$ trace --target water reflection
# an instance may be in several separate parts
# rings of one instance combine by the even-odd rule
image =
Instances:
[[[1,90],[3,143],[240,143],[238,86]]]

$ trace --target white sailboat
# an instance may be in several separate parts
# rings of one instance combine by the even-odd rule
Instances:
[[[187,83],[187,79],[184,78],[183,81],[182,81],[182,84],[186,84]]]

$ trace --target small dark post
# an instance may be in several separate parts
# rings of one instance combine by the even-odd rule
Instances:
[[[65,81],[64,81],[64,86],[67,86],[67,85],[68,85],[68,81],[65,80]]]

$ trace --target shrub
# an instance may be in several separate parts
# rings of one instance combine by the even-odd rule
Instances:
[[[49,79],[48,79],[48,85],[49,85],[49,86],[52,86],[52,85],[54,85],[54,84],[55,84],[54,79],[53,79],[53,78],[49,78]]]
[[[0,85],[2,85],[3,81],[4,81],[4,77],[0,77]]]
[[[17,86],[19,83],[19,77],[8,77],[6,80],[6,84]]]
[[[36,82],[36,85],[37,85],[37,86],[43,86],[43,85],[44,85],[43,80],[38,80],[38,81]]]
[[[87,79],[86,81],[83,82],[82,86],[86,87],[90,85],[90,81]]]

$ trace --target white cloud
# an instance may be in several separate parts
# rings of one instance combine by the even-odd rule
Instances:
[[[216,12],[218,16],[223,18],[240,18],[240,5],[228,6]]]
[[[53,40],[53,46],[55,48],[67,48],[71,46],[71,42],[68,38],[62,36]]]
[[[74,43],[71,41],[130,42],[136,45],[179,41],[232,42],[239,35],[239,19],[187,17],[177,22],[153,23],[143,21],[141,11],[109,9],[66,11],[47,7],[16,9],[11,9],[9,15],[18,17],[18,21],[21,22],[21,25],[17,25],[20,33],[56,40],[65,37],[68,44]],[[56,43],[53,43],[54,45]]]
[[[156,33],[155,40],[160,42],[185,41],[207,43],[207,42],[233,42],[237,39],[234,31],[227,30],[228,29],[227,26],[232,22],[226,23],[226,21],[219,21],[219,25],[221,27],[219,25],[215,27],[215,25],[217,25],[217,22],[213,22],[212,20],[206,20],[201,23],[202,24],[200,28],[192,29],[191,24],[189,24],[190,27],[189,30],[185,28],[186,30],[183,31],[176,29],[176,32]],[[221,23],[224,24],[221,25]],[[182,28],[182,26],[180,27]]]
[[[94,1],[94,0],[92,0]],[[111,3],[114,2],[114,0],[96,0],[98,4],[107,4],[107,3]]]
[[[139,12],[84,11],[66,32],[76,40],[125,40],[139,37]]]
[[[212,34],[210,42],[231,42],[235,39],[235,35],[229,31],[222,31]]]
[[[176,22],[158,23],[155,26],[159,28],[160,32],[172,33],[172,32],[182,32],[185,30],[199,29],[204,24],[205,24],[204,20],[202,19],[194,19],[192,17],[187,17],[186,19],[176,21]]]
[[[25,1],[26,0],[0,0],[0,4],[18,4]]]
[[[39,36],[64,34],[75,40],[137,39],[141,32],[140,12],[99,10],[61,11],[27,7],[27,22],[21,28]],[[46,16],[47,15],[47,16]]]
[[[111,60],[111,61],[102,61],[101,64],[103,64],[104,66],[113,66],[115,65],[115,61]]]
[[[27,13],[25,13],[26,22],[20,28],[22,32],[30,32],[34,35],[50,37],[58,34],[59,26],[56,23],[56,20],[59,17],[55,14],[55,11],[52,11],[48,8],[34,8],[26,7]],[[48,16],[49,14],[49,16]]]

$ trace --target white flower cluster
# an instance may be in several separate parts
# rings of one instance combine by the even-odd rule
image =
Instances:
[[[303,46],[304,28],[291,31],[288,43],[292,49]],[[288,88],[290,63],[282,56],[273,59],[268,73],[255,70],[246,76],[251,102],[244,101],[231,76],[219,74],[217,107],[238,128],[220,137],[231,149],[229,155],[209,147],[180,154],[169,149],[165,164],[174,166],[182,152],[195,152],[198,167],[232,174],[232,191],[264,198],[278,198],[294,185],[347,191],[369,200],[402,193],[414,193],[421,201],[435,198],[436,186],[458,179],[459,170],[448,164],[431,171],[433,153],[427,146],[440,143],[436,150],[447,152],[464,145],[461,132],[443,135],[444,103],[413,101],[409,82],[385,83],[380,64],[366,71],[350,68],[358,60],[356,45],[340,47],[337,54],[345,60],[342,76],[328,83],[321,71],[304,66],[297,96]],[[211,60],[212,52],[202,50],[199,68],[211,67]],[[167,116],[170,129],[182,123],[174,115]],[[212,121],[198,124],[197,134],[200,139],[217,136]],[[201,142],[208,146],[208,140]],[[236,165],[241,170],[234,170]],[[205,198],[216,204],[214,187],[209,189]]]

■ **What you are asked to do**
Find the word "white" in the entries above. Copy every line that has it.

■ **Exercise response**
$ trace --target white sailboat
$ trace --target white cloud
$ trace --target white flower cluster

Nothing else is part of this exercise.